● **PASSAGE TO READ**
============================================================

I would like to ask the community for a reference on the following subject: is there some thing as an equivalence between the definitions of Uniform Visibility manifolds and Gromov $\delta$-hyperbolic manifolds? Or even an implication. By visibility I mean:
A Riemannian manifold $(M,g)$ with riemannian distance $d$ is said to be a visibility manifold if given $p\in M$ and $\varepsilon>0$ there exists $r=r(p,\varepsilon)>0$ with this property: if $\sigma:[a,b]\longrightarrow M$ is a geodesic segment such that $d(p,\sigma)\geqslant r$, then $\sphericalangle_p(\sigma(a),\sigma(b))\leqslant\varepsilon$, where $\sphericalangle_p(\sigma(a),\sigma(b))$ is the angle between the tangent vectors of the minimizing geodesics joining $p$ to $\sigma(a)$ and to $\sigma(b)$.
The manifold is said to be uniform visibility manifold if $r$ doesn't depend on $p$.
I already know, based on the work of Morse, that the $\delta$-hyperbolic condition implies some sort of shadowind property of quasi-geodesics. Also, based on the work of Bonk, we see that the shadowing property implies $\delta$-hyperbolicity (Bonk, M.: Quasi-geodesic segments and Gromov Hyperbolic Spaces). I'm trying to understand the relation (if there exists some) between visibility, Gromov hyperbolicity and the shadowing property.
Thanks in advance.

============================================================

● **AVAILABLE DATA**
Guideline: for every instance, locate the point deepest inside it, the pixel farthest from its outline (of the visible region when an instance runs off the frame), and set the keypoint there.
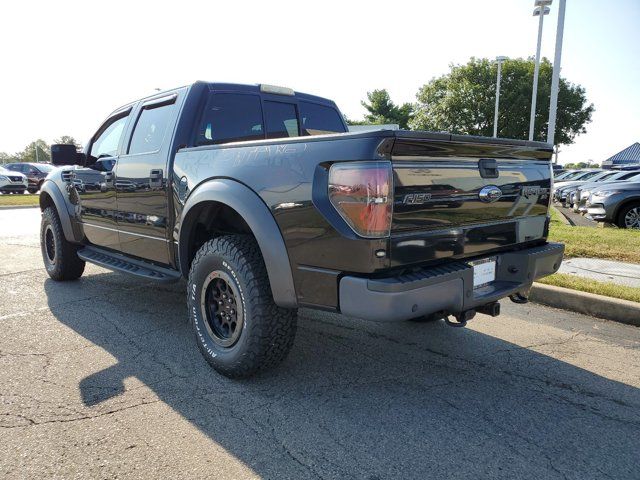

============================================================

● **GOAL OF THE EXERCISE**
In the forum post on visibility manifolds, what condition makes a visibility manifold a uniform visibility manifold? The material has no role here.

● **RESPONSE**
The radius r does not depend on the point p.